:: Selected extract ::

# New Ruger 1911 .45 ACP



## paratrooper (Feb 1, 2012)

As most everyone already knows, they're hard as Hell to get your hands on, if it's priced decently. 

The prices are all over the board. I've seen um sell for as high as $850.00 + shipping. :smt083

Anyways, I've been watching them on a gun auction site, and ran into one that had been listed for less than two hours. It's BIN (Buy It Now) price was $725.00. 

And, the seller asked for actual shipping fees only, and you (the buyer) were allowed to pick from several options. I chose USPS Priority Mail, with Delivery Confirmation. 

Well now, I can relax, as I'm now the proud owner of one. I hope to have it in my hands by next weekend. :mrgreen:


----------



## TedDeBearFrmHell (Jul 1, 2011)

congrats


----------



## FNISHR (Aug 9, 2011)

I've never tried one, but I hear a lot of good things about them. There was a sale here before Thanksgiving with them going for $680.00, but I think that's gone for good. I've seen some high prices on the net too, and think $725 is probably not bad.

I hope you'll keep us posted on what you think of it; in general, I've long thought well of Ruger, and I bet they make a good 1911.


----------



## chessail77 (Mar 15, 2011)

Congrats....don't have one but sure as hell want one....JJ


----------



## paratrooper (Feb 1, 2012)

FNISHR said:


> I've never tried one, but I hear a lot of good things about them. There was a sale here before Thanksgiving with them going for $680.00, but I think that's gone for good. I've seen some high prices on the net too, and think $725 is probably not bad.
> 
> I hope you'll keep us posted on what you think of it; in general, I've long thought well of Ruger, and I bet they make a good 1911.


My local gunshop had three of them, and they were selling for $649.00 + tax. All three were sold within an hour. They now have a long waiting list for future guns to arrive.

I was able to hold / examine one at another shop that was already spoken for. The fit / finish is extremely good, and it felt great in my over-sized hands.

Gotta say, I've never really been a big Ruger fan, except for their 10/22's and MKII's. I hated their P series and have no use for their revolvers. But, in all fairness, this new SR 1911 really looks promising. I love it's classic 1911 styling and the price is fair, if you can find one that someone isn't asking the moon for.

:: Excerpted records ::
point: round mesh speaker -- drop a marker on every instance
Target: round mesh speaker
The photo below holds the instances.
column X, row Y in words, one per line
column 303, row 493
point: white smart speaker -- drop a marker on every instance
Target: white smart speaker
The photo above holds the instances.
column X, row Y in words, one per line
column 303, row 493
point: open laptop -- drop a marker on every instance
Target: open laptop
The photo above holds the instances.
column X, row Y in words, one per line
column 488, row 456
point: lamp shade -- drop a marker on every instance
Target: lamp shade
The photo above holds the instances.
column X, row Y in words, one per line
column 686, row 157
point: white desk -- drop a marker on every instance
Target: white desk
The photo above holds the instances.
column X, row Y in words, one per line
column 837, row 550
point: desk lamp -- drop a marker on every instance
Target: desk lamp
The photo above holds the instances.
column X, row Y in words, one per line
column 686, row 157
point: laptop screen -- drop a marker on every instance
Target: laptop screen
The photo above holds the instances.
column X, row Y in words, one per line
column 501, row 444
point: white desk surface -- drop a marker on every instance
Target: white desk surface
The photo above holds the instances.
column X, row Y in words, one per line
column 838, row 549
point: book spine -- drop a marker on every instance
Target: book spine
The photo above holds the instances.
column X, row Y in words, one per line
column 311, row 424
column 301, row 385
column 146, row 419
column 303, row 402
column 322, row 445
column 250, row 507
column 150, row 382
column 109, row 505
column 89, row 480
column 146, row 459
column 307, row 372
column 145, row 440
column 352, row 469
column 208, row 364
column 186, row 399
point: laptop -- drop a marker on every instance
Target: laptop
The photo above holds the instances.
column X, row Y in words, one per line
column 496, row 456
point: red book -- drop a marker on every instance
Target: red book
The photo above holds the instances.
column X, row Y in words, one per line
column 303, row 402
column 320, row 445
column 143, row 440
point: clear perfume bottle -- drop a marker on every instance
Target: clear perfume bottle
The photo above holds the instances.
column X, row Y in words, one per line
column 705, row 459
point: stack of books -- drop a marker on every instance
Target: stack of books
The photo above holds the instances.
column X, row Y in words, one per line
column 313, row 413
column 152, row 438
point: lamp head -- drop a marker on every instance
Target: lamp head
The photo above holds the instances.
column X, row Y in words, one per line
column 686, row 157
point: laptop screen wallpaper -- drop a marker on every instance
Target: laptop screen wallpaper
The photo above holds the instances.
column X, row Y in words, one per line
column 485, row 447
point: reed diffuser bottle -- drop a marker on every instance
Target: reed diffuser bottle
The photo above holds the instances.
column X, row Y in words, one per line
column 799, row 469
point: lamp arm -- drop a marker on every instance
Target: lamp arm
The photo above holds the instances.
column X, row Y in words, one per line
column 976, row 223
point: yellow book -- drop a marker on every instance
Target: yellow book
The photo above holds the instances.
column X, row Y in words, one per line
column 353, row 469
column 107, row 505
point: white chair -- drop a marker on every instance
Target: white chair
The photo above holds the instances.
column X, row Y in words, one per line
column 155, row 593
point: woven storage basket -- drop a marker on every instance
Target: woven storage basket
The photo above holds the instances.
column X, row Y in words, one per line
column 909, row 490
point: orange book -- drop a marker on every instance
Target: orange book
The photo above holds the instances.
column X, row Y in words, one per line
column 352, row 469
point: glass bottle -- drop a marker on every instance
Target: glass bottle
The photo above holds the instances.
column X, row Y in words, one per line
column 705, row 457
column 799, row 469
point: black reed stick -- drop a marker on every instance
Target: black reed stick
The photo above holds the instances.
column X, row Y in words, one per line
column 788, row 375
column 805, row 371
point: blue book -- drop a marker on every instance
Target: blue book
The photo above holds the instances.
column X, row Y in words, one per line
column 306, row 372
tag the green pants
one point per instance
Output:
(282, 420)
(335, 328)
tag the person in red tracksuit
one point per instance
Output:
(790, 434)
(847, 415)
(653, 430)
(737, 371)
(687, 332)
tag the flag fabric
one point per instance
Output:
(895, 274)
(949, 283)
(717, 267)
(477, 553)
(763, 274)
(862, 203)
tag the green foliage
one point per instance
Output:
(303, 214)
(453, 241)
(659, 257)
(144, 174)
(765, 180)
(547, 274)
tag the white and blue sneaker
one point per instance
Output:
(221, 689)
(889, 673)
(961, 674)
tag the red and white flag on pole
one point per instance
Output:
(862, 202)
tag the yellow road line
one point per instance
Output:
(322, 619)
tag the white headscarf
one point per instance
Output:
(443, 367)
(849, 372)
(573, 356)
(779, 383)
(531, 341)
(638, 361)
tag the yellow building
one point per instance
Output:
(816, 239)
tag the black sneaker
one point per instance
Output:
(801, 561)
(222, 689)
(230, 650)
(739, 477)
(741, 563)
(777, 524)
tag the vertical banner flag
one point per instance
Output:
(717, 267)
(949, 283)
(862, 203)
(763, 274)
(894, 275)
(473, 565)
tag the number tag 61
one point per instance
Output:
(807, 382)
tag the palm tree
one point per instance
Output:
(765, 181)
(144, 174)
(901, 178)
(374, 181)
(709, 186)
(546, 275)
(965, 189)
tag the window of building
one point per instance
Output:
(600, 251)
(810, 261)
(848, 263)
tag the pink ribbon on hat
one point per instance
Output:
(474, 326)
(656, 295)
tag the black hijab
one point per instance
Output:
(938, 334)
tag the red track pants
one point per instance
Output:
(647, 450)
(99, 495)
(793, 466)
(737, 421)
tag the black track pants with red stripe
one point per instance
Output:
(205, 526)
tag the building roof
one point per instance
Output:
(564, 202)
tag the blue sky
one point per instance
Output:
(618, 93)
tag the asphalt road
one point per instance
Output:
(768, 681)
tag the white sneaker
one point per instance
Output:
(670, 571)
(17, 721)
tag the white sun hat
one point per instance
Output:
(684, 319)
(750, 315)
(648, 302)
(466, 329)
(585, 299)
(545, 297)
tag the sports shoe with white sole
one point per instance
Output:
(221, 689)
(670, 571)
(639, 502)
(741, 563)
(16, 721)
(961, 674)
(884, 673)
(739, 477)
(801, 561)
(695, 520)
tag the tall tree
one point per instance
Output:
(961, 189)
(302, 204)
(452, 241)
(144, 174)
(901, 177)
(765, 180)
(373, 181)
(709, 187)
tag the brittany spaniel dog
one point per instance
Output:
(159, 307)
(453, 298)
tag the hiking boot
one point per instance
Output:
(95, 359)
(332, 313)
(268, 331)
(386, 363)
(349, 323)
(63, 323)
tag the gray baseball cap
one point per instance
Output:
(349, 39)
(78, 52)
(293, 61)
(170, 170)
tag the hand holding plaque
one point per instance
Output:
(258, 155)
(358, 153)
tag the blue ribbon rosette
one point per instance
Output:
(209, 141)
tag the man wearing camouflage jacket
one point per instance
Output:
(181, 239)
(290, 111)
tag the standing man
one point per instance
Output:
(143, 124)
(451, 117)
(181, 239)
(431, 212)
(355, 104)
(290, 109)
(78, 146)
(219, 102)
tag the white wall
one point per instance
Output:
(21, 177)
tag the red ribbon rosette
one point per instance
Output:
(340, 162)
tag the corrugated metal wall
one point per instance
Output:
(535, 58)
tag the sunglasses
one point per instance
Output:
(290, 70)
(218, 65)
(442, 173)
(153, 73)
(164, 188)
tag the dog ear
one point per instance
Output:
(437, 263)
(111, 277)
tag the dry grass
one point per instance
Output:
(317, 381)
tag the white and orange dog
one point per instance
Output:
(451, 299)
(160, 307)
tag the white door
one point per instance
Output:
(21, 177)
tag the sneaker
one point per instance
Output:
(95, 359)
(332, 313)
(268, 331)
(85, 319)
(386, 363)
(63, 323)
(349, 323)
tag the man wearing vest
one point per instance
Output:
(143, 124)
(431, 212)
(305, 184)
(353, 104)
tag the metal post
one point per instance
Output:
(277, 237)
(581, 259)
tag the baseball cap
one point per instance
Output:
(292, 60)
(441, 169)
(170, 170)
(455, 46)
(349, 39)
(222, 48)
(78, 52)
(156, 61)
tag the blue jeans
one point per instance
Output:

:: Work instructions ::
• 1. In the Ruger 1911 thread, which shipping option did paratrooper choose for the auction purchase?
• 2. Repeat the passage of the Ruger 1911 thread between "As most everyone" and "price was $725.00.", inclusive.

:: Correct answers ::
• 1. USPS Priority Mail, with Delivery Confirmation.

• 2.
As most everyone already knows, they're hard as Hell to get your hands on, if it's priced decently. 

The prices are all over the board. I've seen um sell for as high as $850.00 + shipping. :smt083

Anyways, I've been watching them on a gun auction site, and ran into one that had been listed for less than two hours. It's BIN (Buy It Now) price was $725.00.